UW Medical Education and Research Committee

Background

Knee osteoarthritis (OA) is a common, painful, debilitating, age-related condition with enormous clinical importance to patients in Wisconsin and worldwide. Magnetic resonance (MR) imaging is recognized as the optimal imaging modality of the osteoarthritic knee in Phase 2 clinical trials investigating potentially disease-modifying therapy for knee OA. However, MR assessment of the entire knee can take up to 1 hour, limiting its application. Prolotherapy (PrT) is an injection-based therapy for knee OA that is reported to decrease pain and modify disease by promoting improved strength and biomechanical integrity of ligament and tendon attachments and intra-articular collagenous structures.

Goal

The goal of this study is to assess changes in anatomic structures associated with knee OA using two MR protocols for whole organ knee evaluation, a standard MR protocol and the much faster “vastly undersampled isotropic projection reconstruction” (VIPR) MR pulse sequence. The current proposal adds both of these MR imaging protocols to the outcome assessment strategy of an ongoing Wisconsin-based RCT of PrT, (“The efficacy of prolotherapy for osteoarthritic knee pain”)

Methods

Pre- and post treatment MR evaluation will be added to the outcome assessment strategy of 42 subjects to be enrolled in the parent RCT using a protocol consistent with recent guidelines calling for evaluation of the knee as 1) a “whole organ” and 2) as individual tissue structures. The primary outcome will be a blinded score on the Whole Organ Magnetic Resonance (WORM) scale; WORM scores obtained using the 5-minute VIPR sequence will be compared to WORM scores obtained using a one-hour MR protocol to determine whether both methods can provide similar assessment of the osteoarthritic knee. Secondary outcomes will include blinded quantitative assessment of individual structures related to knee OA severity including knee synovium, synovial fluid, bone marrow edema and cartilage volume.
....
*Task requirements:*
a. According to the knee osteoarthritis study summary, how many subjects will have MR evaluation added to their outcome assessment?
b. List the secondary outcomes named in the knee osteoarthritis study summary.
c. From the knee osteoarthritis study summary, return the passage between "Pre- and post" and "and cartilage volume.", inclusive.
....
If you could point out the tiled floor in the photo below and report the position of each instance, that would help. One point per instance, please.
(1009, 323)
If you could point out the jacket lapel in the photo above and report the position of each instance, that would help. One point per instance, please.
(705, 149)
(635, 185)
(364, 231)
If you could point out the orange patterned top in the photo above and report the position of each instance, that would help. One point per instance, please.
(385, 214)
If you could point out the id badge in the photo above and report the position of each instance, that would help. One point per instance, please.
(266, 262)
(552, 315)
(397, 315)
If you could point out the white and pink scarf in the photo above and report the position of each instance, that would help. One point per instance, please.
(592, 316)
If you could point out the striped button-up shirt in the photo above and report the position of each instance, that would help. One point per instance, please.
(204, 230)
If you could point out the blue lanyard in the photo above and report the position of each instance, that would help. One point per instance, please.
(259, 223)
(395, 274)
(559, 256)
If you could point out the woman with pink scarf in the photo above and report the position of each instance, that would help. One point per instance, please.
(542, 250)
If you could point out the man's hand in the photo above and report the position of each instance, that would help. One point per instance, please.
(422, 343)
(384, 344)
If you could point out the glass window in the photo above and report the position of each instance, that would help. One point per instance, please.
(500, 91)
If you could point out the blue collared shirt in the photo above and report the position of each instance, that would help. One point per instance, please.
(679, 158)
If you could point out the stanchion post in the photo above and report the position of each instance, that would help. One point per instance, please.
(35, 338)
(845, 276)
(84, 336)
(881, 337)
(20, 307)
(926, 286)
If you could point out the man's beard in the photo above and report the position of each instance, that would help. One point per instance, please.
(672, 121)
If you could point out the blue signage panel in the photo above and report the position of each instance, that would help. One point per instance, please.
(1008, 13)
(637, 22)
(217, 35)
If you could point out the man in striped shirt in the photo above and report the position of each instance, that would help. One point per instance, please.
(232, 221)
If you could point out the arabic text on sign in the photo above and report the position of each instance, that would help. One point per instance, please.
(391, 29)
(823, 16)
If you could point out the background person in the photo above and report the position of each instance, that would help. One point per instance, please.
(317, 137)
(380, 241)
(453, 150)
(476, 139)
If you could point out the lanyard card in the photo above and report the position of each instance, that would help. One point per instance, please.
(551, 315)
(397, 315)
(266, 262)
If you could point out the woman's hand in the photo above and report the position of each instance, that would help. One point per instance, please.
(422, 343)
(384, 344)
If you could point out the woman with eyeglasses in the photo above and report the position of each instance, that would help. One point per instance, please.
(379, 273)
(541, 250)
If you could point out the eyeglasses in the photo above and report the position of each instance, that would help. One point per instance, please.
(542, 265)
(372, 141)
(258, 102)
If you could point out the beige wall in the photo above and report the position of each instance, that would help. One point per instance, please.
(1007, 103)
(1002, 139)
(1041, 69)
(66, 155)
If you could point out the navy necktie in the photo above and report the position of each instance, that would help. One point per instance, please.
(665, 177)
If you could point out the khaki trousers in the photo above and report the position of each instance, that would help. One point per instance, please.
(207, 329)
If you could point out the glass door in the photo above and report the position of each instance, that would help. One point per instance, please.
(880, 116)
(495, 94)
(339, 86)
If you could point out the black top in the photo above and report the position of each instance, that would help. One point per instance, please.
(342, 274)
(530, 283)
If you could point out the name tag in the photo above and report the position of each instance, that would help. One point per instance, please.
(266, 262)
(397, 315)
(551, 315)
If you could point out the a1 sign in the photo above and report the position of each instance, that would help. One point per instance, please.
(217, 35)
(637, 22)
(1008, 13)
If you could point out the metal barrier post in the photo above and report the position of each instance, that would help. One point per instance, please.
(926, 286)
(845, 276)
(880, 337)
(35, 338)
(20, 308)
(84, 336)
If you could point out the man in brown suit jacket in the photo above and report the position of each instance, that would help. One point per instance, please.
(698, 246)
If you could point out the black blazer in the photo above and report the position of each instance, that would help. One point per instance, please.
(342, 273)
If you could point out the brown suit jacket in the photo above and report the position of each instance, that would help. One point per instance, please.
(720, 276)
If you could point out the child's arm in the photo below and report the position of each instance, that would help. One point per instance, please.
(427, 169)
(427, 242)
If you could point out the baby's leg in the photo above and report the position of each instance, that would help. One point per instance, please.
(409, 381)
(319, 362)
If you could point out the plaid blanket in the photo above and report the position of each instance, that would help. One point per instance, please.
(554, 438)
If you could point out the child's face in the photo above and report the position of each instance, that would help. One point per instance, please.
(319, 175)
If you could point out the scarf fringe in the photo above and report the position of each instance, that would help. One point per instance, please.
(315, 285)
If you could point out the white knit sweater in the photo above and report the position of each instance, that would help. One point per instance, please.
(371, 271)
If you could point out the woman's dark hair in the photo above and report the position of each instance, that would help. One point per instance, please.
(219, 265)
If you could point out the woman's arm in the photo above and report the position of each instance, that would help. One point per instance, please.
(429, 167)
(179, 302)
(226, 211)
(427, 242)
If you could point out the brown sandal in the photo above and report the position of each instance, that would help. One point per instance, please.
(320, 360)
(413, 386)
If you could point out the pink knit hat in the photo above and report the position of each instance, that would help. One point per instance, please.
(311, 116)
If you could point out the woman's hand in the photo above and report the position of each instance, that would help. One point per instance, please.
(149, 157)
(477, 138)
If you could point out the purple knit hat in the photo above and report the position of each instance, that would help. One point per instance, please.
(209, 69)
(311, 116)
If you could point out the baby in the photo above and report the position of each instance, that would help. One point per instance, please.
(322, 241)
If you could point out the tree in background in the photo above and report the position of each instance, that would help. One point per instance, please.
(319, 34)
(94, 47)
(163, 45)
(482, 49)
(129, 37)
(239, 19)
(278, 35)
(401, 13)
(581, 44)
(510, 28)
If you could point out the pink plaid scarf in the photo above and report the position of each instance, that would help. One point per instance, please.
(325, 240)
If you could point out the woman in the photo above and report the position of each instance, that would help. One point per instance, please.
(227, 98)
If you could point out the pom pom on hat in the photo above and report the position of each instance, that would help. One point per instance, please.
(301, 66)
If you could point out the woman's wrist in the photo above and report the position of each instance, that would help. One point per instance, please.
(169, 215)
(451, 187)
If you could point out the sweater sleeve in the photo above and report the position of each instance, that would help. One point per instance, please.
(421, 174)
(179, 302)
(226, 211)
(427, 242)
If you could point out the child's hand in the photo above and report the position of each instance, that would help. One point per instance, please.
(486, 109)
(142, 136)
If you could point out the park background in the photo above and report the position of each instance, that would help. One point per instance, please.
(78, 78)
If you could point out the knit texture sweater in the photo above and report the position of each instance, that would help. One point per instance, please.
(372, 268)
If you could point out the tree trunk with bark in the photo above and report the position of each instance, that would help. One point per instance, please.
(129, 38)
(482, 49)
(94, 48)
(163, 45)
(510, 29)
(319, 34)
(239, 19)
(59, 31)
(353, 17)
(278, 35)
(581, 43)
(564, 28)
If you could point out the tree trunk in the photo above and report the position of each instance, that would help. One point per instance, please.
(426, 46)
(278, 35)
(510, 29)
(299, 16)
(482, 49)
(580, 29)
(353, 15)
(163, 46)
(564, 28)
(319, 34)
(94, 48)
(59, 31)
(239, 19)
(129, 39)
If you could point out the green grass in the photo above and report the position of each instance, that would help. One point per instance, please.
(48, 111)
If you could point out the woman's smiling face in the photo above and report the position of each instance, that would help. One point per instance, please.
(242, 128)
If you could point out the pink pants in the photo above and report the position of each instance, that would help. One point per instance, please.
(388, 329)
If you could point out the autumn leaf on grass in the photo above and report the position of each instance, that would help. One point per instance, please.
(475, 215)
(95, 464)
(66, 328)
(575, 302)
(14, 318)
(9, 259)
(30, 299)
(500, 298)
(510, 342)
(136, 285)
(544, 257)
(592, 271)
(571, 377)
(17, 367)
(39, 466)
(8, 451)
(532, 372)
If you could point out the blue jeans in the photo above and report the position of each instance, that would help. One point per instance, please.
....
*Responses to the exercise:*
a. 42 subjects

b. Knee synovium, synovial fluid, bone marrow edema and cartilage volume

c.
Pre- and post treatment MR evaluation will be added to the outcome assessment strategy of 42 subjects to be enrolled in the parent RCT using a protocol consistent with recent guidelines calling for evaluation of the knee as 1) a “whole organ” and 2) as individual tissue structures. The primary outcome will be a blinded score on the Whole Organ Magnetic Resonance (WORM) scale; WORM scores obtained using the 5-minute VIPR sequence will be compared to WORM scores obtained using a one-hour MR protocol to determine whether both methods can provide similar assessment of the osteoarthritic knee. Secondary outcomes will include blinded quantitative assessment of individual structures related to knee OA severity including knee synovium, synovial fluid, bone marrow edema and cartilage volume.